== Excerpt provided ==
::::
Saturday, January 18, 2020

Week 3_Miguel Flores_ASA 150E


The title Kill Anything That Moves is not merely an exaggeration, but the truth behind the military operations of the United States in Vietnam. As a reader who knew the narrative from textbooks and mainstream media, I did not expect that this was not only a war to stomp off communism and communistic ideals in Asia, but it is a war of mistakes, losses, and gains. Nick Turse tells accounts from throughout his book that describes how unjust and senseless the war was. A war that was motivated by numbers, propaganda, and US national interests. I thought the documentary Fog of War was appalling, but there are even more appalling stories in Turse’s book. Soldiers were ordered to kill anything that moves even if they have a slight doubt if its Viet Cong’s men, assets, or subjects. It was a brutal and traumatic experience for many of the soldiers who received this order from their commander. Through the accounts of whistleblowers like Jamie Henry, a former army medic, it painted a dark narrative that reframes military operations in Vietnam as irrational and unjust. Massacres in My Lai are one of many mass killings that involved the death of many civilians including women and children. “An operation, not an aberration” was essentially the statement that came out of the investigations. The cover-ups and downplaying of what happened in Vietnam were defensive tactics to bury the lies, tragedies, and traumas that happened in the jungles and villages of Vietnam. A war that was all about numbers, “body count,” as Turse emphasized in his book: “Sometimes when units were short of “kills,” prisoners or detainees were simply murdered (46).” The war considered civilian deaths as “collateral damage” and an inevitable part of fighting off revolutionaries in Vietnam (51).” From the harrowing accounts of survivors and soldiers of the war, altogether they conveyed that irrational decisions and assumptions motivated the operations of the war. Despite their accounts and testimonies, federal investigation assures that the orders that were given during the war were a result of the “growing violence” in the country. A narrative that obviously counters the narrative of people who witnessed it.

RT America presented images that accompanied Nick Turse’s exposé on the real accounts of the Vietnam War. “It captures the reality of war – a reality that is shrouded in censorship and propaganda.” Chris Hedges noted that we need to understand the tragedies in Vietnam War in order to understand our wars in the Middle East:




It was interesting that after Turse published his first article leading to the publication of the book, the files on Vietnam War were sealed immediately and you have to file a Freedom of Information Request to access those files. I wonder if the United States is doing this because of the bad PR or simply as a precautionary measure to bury in secrecy the reality of the war? Either way, this speaks volumes on the possible truths that are embedded in those unlabeled sealed files. Our wars in the Middle East and current tension in Iran offers that there is a narrative that alters the actual truth. In the age of techno war, Hedges and Turse put the responsibility on us as citizens to advocate and know the truth about the reality of our military operations and war efforts overseas.

Citations:



Nick Turse. Kill Anything that Moves: The Real American War in Vietnam.  2013. Introduction: An Operation, Not an Aberration; Chapter 2: A System of Suffering; Chapter 7: Where Have All the War Crimes Gone?; Epilogue: Wandering Ghosts.
::::
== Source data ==
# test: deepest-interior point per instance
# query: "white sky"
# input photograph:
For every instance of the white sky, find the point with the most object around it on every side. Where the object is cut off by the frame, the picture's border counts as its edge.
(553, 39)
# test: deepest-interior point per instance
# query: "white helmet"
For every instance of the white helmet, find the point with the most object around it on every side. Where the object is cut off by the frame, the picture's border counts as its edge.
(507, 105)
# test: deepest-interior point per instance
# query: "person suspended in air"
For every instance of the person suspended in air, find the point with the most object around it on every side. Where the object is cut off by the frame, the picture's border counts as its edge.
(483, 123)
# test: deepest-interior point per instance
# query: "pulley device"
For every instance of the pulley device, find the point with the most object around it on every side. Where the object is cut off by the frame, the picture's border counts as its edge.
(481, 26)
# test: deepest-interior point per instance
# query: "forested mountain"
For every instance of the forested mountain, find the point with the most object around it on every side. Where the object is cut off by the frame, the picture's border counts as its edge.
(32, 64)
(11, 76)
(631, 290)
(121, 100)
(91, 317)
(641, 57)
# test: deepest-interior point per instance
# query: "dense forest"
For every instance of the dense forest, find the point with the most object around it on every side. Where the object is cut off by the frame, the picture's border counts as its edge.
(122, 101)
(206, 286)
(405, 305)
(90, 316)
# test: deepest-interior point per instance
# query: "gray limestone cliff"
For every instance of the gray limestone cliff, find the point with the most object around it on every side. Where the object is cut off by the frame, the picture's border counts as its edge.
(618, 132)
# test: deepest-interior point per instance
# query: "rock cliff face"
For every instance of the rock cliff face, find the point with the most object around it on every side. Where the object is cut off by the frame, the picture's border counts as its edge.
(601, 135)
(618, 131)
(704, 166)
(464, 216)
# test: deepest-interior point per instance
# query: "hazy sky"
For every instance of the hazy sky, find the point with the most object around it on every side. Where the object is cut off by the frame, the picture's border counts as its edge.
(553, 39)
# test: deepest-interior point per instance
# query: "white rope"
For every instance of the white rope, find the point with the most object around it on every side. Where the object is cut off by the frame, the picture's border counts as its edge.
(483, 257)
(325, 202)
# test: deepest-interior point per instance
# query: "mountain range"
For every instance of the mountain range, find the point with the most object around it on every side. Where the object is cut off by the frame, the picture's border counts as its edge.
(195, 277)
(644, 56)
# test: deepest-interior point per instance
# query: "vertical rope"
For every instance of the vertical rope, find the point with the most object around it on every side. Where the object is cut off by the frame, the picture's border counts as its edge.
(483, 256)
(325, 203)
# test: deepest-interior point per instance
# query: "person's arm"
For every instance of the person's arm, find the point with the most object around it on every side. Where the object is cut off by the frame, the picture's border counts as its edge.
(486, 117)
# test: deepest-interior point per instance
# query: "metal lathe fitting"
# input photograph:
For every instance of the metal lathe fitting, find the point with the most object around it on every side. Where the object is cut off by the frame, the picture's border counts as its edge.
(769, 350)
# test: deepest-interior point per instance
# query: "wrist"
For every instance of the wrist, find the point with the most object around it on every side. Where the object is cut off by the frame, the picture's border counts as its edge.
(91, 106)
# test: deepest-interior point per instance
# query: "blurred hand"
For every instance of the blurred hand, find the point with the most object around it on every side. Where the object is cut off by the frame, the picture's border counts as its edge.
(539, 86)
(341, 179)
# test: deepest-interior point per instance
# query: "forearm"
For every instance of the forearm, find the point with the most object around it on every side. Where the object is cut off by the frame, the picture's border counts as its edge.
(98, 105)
::::
== Your goal ==
Can you rewrite the paragraph of the post about Kill Anything That Moves that begins "It was interesting that after Turse published" as a short bulleted list that keeps its main facts? Rely only on the post about Kill Anything That Moves.

== Written solution ==
- After Turse's first article, which led to the book, the Vietnam War files were sealed immediately. Access now requires a Freedom of Information Request.
- The writer wonders whether the sealing was over bad PR or was a precaution to keep the war's reality secret. Either way, it points to possible truths in those sealed files.
- The wars in the Middle East and the current tension in Iran suggest a narrative that alters the actual truth.
- In the age of techno war, Hedges and Turse place responsibility on citizens to advocate for and know the truth about US military operations and war efforts overseas.